— Start Quoted text —

Measuring model accuracy with K-fold stratification#

In our previous example using logistic regression to classify passengers as likely to survive the Titanic, we used a random split for training and test data. But doing a single assessment like this may lead to an inaccurate assesment of the accuracy.

We could use repeated random splits, but a more robust method is to use ‘stratified k-fold validation’. In this method the model is repeated k times, so that all the data is used once, but only once, as part of the test set. This, alone, is k-fold validation. Stratified k-fold validation adds an extra level of robustness by ensuring that in each of the k training/test splits, the balance of outcomes represents the balance of outcomes (between survivors and non-survivors)in the overall data set. Most commonly 5 or 10 different splits of the data are used.

In a full project it is common to also have some hold-back test data that is used only at the end of model development (with k-fold validation used during model development).

In this notebook we assume that you have run through the basic logistic regression example in the previous example. We will not explain all steps fully.

Load modules#

import numpy as np
import pandas as pd
from sklearn.linear_model import LogisticRegression
from sklearn.preprocessing import StandardScaler
from sklearn.model_selection import StratifiedKFold

Download data#

Run the following code if data for Titanic survival has not been previously downloaded.

download_required = True

if download_required:
    
    # Download processed data:
    address = 'https://raw.githubusercontent.com/MichaelAllen1966/' + \
                '1804_python_healthcare/master/titanic/data/processed_data.csv'
    
    data = pd.read_csv(address)

    # Create a data subfolder if one does not already exist
    import os
    data_directory ='./data/'
    if not os.path.exists(data_directory):
        os.makedirs(data_directory)

    # Save data
    data.to_csv(data_directory + 'processed_data.csv', index=False)

Load data and cast all data as float (decimal)#

The loading of data assumes that data has been downloaded and saved.

data = pd.read_csv('data/processed_data.csv')
# Make all data 'float' type
data = data.astype(float)
# Drop Passengerid (axis=1 indicates we are removing a column rather than a row)
# We drop passenger ID as it is not original data

data.drop('PassengerId', inplace=True, axis=1)

Divide into X (features) and y (labels)#

We will split into features (X) and label (y) and convert from a Pandas DataFrame to NumPy arrays. NumPy arrays are simpler to refer to by row/column index numbers, and sklearn’s k-fold method provides row indices for each set.

# Split data into two DataFrames
X_df = data.drop('Survived',axis=1)
y_df = data['Survived']

# Convert DataFrames to NumPy arrays
X = X_df.values
y = y_df.values

Define function to standardise data#

Standardisation subtracts the mean and divides by the standard deviation, for each feature. Here we use the sklearn built-in method for standardisation.

def standardise_data(X_train, X_test):
    """
    Converts all data to a similar scale.
    Standardisation subtracts mean and divides by standard deviation
    for each feature.
    Standardised data will have a mena of 0 and standard deviation of 1.

— End Quoted text —
— Start Data lines —

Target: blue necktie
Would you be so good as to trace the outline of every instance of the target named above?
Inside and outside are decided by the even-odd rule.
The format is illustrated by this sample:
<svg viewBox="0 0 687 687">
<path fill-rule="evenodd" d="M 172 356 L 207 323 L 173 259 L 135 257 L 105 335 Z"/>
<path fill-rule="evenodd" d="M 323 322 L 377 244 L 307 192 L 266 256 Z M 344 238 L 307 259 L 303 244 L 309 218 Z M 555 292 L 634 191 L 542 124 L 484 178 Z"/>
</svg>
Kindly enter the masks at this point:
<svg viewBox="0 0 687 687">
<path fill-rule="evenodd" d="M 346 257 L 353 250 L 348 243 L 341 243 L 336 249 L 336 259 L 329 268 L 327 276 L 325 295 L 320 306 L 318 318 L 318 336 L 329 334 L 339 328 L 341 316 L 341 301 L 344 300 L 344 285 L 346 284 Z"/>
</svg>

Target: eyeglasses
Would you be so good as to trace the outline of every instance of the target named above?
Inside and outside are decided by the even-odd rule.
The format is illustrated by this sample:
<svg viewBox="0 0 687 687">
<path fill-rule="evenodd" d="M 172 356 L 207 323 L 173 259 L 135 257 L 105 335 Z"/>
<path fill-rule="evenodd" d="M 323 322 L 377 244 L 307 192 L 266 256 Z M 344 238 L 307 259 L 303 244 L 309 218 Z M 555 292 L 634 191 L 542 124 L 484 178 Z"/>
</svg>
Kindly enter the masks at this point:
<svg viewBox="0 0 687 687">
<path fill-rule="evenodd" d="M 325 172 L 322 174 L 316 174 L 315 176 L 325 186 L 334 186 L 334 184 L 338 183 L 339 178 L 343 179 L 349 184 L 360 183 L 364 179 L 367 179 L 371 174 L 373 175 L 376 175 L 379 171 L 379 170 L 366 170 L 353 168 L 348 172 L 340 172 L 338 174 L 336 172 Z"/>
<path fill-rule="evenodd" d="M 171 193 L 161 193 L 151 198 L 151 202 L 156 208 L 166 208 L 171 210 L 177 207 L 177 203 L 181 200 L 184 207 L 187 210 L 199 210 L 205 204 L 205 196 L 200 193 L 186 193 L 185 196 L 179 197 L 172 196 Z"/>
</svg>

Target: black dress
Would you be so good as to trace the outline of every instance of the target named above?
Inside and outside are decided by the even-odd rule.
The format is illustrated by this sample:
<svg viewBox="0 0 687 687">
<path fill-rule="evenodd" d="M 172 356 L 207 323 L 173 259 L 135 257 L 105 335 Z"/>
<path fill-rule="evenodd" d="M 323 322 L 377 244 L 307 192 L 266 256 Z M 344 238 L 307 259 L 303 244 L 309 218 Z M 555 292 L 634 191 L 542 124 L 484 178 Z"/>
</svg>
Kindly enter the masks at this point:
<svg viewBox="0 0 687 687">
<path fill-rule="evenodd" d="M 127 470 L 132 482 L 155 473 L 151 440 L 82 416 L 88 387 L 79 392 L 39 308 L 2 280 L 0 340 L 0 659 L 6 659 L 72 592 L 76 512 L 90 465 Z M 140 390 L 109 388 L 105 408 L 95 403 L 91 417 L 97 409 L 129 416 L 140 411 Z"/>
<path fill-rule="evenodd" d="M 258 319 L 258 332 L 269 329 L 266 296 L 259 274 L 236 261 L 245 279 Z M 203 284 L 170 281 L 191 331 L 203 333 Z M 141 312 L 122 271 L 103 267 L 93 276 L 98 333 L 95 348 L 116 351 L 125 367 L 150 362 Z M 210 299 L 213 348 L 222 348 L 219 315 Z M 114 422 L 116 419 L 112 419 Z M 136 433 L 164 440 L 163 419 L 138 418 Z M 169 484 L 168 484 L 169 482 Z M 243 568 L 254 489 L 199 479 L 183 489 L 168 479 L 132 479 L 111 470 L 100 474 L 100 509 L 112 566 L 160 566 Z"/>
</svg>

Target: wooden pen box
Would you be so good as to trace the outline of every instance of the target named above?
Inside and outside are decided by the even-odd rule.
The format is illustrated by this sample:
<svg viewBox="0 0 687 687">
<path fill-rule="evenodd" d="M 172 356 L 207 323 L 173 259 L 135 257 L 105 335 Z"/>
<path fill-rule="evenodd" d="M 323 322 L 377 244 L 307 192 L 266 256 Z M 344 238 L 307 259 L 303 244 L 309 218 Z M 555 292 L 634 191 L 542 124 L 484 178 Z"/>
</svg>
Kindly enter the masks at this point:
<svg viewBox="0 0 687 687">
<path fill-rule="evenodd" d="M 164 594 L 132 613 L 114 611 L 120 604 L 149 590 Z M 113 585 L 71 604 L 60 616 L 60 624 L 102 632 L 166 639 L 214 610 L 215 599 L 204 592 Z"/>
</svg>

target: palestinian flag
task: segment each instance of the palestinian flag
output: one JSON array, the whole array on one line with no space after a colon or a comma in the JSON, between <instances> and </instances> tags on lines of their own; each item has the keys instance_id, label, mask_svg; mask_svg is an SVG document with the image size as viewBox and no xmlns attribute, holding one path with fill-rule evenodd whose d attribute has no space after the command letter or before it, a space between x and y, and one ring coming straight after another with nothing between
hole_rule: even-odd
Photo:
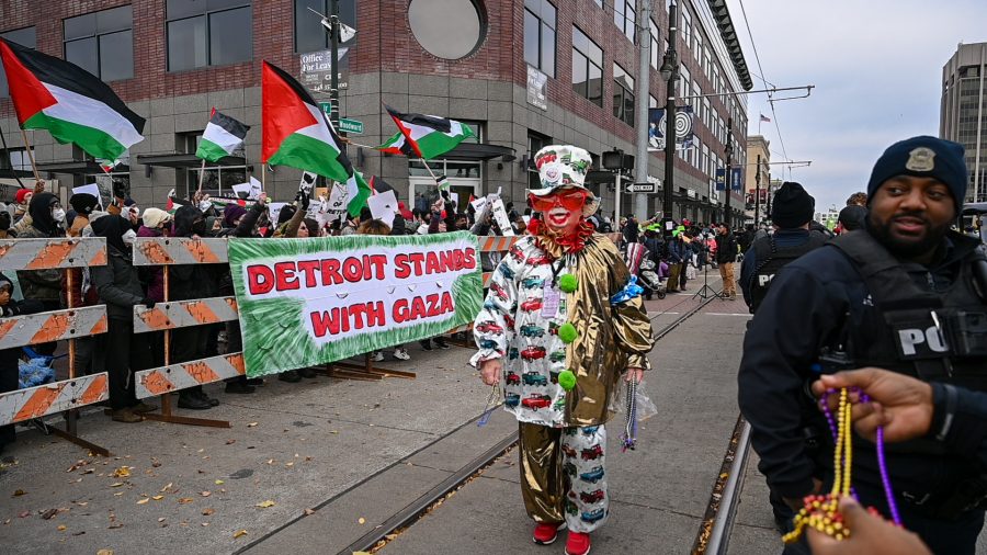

— End Data lines —

### [Directions for this task]
According to the page on stratified k-fold validation, how many different splits of the data are most commonly used?

### [Correct output]
Most commonly, 5 or 10 different splits of the data are used.